### What is expected
Every line of the listing must be reproduced as it stands. Leave the images behind.

┌─ Provided entries

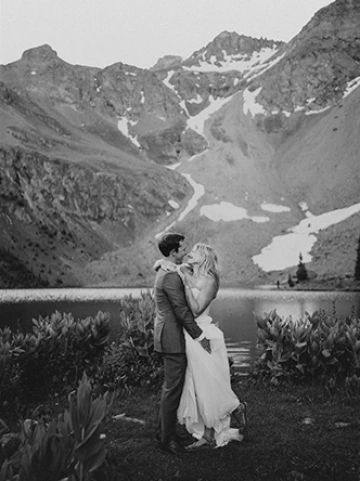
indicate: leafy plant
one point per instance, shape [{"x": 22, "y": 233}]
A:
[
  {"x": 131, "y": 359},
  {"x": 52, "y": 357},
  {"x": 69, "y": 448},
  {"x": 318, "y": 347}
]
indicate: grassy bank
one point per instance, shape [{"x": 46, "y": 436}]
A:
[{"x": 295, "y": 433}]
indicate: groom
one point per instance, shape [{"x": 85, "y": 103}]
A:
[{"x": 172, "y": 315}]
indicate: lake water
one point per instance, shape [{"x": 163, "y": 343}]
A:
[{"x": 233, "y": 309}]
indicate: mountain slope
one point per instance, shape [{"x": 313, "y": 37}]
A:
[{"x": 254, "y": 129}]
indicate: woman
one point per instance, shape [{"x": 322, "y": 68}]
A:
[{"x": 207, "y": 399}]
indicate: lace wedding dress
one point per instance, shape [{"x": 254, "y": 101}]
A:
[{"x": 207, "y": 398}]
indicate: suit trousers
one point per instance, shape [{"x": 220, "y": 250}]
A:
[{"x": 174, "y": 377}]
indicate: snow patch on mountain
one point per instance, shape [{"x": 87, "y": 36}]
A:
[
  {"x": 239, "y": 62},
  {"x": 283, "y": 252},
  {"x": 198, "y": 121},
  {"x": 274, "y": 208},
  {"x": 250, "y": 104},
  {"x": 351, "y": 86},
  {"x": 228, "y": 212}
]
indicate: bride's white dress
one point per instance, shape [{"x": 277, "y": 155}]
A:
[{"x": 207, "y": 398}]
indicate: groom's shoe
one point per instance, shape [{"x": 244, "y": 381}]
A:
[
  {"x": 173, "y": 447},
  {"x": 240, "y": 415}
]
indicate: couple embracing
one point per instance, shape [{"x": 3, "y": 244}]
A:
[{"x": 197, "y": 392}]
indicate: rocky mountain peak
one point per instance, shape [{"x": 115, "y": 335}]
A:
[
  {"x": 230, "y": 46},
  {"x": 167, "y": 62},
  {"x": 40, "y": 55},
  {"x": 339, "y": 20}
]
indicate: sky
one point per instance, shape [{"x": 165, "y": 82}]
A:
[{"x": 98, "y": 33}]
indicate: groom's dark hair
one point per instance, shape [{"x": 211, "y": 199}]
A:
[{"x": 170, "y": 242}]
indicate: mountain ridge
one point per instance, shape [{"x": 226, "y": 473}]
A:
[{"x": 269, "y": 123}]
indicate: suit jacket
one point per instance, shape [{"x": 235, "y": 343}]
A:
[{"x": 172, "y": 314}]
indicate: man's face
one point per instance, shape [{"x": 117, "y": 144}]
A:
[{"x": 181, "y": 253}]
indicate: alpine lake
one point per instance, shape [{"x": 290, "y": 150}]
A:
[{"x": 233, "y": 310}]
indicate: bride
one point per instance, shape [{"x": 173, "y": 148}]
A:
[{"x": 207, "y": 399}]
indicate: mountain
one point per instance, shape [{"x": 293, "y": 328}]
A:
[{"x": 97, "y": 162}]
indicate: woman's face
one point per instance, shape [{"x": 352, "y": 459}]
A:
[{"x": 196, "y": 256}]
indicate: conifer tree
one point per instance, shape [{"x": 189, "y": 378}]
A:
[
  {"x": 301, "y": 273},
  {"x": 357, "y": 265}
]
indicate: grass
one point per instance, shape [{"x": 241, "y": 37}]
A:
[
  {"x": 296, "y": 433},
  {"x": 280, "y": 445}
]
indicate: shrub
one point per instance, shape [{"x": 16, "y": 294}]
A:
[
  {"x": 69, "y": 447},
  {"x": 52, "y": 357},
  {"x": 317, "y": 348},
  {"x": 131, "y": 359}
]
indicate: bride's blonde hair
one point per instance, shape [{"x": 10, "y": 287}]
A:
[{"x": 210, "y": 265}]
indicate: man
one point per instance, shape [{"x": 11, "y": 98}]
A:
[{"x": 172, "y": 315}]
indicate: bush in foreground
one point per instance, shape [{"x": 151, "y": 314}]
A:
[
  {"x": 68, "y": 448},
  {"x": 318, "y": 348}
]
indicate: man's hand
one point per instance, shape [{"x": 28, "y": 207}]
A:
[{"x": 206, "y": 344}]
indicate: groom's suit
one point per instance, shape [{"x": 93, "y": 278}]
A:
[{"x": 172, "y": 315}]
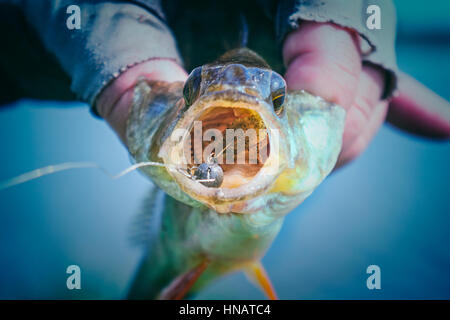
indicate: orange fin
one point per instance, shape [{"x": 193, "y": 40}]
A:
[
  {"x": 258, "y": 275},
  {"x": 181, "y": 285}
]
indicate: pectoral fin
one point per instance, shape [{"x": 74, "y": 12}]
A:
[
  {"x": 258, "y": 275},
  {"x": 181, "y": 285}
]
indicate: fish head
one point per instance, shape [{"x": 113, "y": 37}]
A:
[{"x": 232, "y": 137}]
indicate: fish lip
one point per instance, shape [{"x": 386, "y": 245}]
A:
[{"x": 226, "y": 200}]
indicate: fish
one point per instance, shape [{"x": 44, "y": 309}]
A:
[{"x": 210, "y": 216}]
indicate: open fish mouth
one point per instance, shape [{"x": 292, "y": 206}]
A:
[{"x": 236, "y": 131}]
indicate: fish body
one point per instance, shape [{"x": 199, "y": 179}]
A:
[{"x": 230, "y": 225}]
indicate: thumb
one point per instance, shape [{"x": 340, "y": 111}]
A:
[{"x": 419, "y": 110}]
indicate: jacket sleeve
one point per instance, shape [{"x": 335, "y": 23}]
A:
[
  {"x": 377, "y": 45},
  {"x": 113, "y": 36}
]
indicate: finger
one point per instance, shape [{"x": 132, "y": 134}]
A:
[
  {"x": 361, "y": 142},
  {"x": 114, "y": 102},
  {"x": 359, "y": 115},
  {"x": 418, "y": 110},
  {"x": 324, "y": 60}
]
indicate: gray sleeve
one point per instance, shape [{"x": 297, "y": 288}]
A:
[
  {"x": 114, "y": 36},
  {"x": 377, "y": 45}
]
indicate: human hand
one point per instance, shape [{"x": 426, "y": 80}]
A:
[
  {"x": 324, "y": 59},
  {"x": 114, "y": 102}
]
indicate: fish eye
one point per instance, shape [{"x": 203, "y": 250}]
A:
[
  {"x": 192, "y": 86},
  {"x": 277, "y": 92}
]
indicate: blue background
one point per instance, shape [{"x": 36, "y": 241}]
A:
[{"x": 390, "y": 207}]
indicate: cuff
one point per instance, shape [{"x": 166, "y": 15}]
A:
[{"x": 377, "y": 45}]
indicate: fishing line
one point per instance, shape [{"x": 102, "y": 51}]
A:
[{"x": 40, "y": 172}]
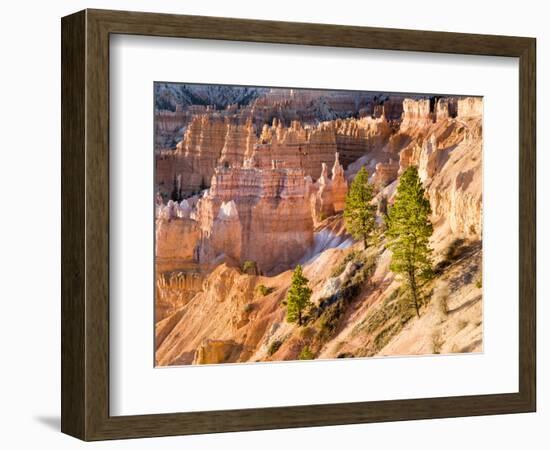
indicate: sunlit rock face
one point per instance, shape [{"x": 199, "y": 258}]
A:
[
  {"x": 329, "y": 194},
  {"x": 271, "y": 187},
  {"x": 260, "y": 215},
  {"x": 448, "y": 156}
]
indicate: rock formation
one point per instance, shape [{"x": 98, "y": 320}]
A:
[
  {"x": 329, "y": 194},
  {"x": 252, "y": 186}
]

└─

### Complete answer
indicate: leafy plant
one point per instance, shape [{"x": 22, "y": 233}]
A:
[
  {"x": 131, "y": 359},
  {"x": 52, "y": 357},
  {"x": 69, "y": 448},
  {"x": 318, "y": 347}
]
indicate: grassy bank
one point per instance, shape [{"x": 46, "y": 436}]
A:
[{"x": 295, "y": 433}]
indicate: groom
one point per instance, shape [{"x": 85, "y": 103}]
A:
[{"x": 172, "y": 315}]
indicate: lake water
one point per instance, shape [{"x": 163, "y": 343}]
A:
[{"x": 233, "y": 309}]
indicate: mountain slope
one point per instance, shape [{"x": 313, "y": 37}]
A:
[{"x": 254, "y": 129}]
indicate: woman
one point per instance, shape [{"x": 322, "y": 68}]
A:
[{"x": 207, "y": 399}]
indicate: lace wedding dress
one point per instance, shape [{"x": 254, "y": 101}]
A:
[{"x": 207, "y": 398}]
indicate: suit trousers
one point per instance, shape [{"x": 220, "y": 250}]
A:
[{"x": 174, "y": 377}]
indicate: snow patch on mountain
one point per instance, shape [{"x": 87, "y": 36}]
A:
[
  {"x": 239, "y": 62},
  {"x": 283, "y": 252},
  {"x": 198, "y": 121},
  {"x": 274, "y": 208},
  {"x": 250, "y": 104},
  {"x": 351, "y": 86},
  {"x": 228, "y": 212}
]
indicate: bride's white dress
one point per instance, shape [{"x": 277, "y": 155}]
A:
[{"x": 207, "y": 398}]
indicate: groom's shoe
one point per instance, shape [{"x": 244, "y": 381}]
A:
[
  {"x": 173, "y": 447},
  {"x": 240, "y": 415}
]
indicate: couple embracing
one point per instance, shape [{"x": 3, "y": 244}]
A:
[{"x": 197, "y": 392}]
indicate: rocky mountain peak
one point per instance, shape [{"x": 115, "y": 335}]
A:
[
  {"x": 230, "y": 46},
  {"x": 167, "y": 62},
  {"x": 40, "y": 55},
  {"x": 339, "y": 20}
]
indicate: sky
one point per instance, shape [{"x": 165, "y": 82}]
A:
[{"x": 98, "y": 33}]
indicate: groom's dark hair
one point per instance, shape [{"x": 211, "y": 199}]
A:
[{"x": 170, "y": 242}]
indicate: mountain ridge
one point per instance, shape [{"x": 226, "y": 473}]
A:
[{"x": 269, "y": 123}]
indicate: suit jacket
one point per instance, shape [{"x": 235, "y": 343}]
A:
[{"x": 172, "y": 314}]
indicate: man's face
one point per instance, shape [{"x": 117, "y": 144}]
A:
[{"x": 181, "y": 253}]
indicate: alpine lake
one point per instance, shape [{"x": 290, "y": 150}]
A:
[{"x": 233, "y": 310}]
indicate: bride
one point per instance, shape [{"x": 173, "y": 148}]
A:
[{"x": 207, "y": 399}]
indicate: mountain
one point per instance, shape [{"x": 293, "y": 328}]
A:
[{"x": 97, "y": 162}]
indicate: woman's face
one point per instance, shape [{"x": 352, "y": 459}]
A:
[{"x": 196, "y": 256}]
indicate: conifer tree
one point per instance, shape [{"x": 189, "y": 378}]
A:
[
  {"x": 301, "y": 273},
  {"x": 357, "y": 265}
]
indicate: grass
one point per instance, shape [{"x": 241, "y": 37}]
A:
[
  {"x": 296, "y": 433},
  {"x": 280, "y": 445}
]
indicate: shrub
one point per instance, shape [{"x": 16, "y": 294}]
A:
[
  {"x": 69, "y": 447},
  {"x": 52, "y": 357},
  {"x": 317, "y": 348},
  {"x": 131, "y": 359}
]
indicate: bride's blonde hair
one point per instance, shape [{"x": 10, "y": 287}]
A:
[{"x": 210, "y": 265}]
indicate: man
one point per instance, shape [{"x": 11, "y": 98}]
A:
[{"x": 172, "y": 315}]
indicate: bush in foreground
one point per instance, shape [{"x": 151, "y": 314}]
A:
[
  {"x": 68, "y": 448},
  {"x": 318, "y": 348}
]
indicate: man's hand
one point per instance, shape [{"x": 28, "y": 207}]
A:
[{"x": 206, "y": 344}]
indicate: groom's suit
one point per instance, shape [{"x": 93, "y": 278}]
A:
[{"x": 172, "y": 315}]
indicate: orange fin
one point per instance, shape [{"x": 193, "y": 40}]
A:
[
  {"x": 258, "y": 275},
  {"x": 181, "y": 285}
]
indicate: pectoral fin
one point per instance, shape [{"x": 74, "y": 12}]
A:
[
  {"x": 258, "y": 275},
  {"x": 181, "y": 285}
]
indicate: fish head
one point per instance, shape [{"x": 113, "y": 37}]
A:
[{"x": 232, "y": 137}]
indicate: fish lip
one point per instance, shape [{"x": 386, "y": 245}]
A:
[{"x": 226, "y": 200}]
indicate: fish
one point per instance, shape [{"x": 44, "y": 309}]
A:
[{"x": 210, "y": 216}]
indicate: open fish mouth
one point per instance, shape [{"x": 292, "y": 206}]
A:
[{"x": 236, "y": 131}]
indicate: fish body
one point per instance, shape [{"x": 199, "y": 179}]
A:
[{"x": 230, "y": 225}]
indicate: thumb
one point per instance, shape [{"x": 340, "y": 111}]
A:
[{"x": 419, "y": 110}]
indicate: jacket sleeve
one point per instance, shape [{"x": 335, "y": 23}]
A:
[
  {"x": 377, "y": 45},
  {"x": 113, "y": 36}
]
indicate: finger
one point per instance, shape [{"x": 132, "y": 134}]
A:
[
  {"x": 361, "y": 142},
  {"x": 114, "y": 102},
  {"x": 359, "y": 115},
  {"x": 418, "y": 110},
  {"x": 324, "y": 60}
]
indicate: gray sleeve
one point per instance, shape [{"x": 297, "y": 288}]
A:
[
  {"x": 114, "y": 36},
  {"x": 377, "y": 45}
]
indicate: human hand
one point per instance, shape [{"x": 426, "y": 80}]
A:
[
  {"x": 324, "y": 59},
  {"x": 114, "y": 102}
]
indicate: fish eye
one point per instance, shape [{"x": 203, "y": 250}]
A:
[
  {"x": 192, "y": 86},
  {"x": 277, "y": 92}
]
indicate: blue background
one point per instance, shape [{"x": 36, "y": 241}]
A:
[{"x": 390, "y": 207}]
indicate: cuff
one point per instance, shape [{"x": 166, "y": 15}]
A:
[{"x": 377, "y": 45}]
indicate: fishing line
one point per instance, shape [{"x": 102, "y": 51}]
A:
[{"x": 40, "y": 172}]
indicate: sunlit rock face
one point per instance, shape [{"x": 199, "y": 258}]
A:
[
  {"x": 329, "y": 194},
  {"x": 271, "y": 187},
  {"x": 260, "y": 215},
  {"x": 448, "y": 156}
]
indicate: rock formation
one point per instance, shape [{"x": 98, "y": 320}]
A:
[
  {"x": 329, "y": 194},
  {"x": 252, "y": 186}
]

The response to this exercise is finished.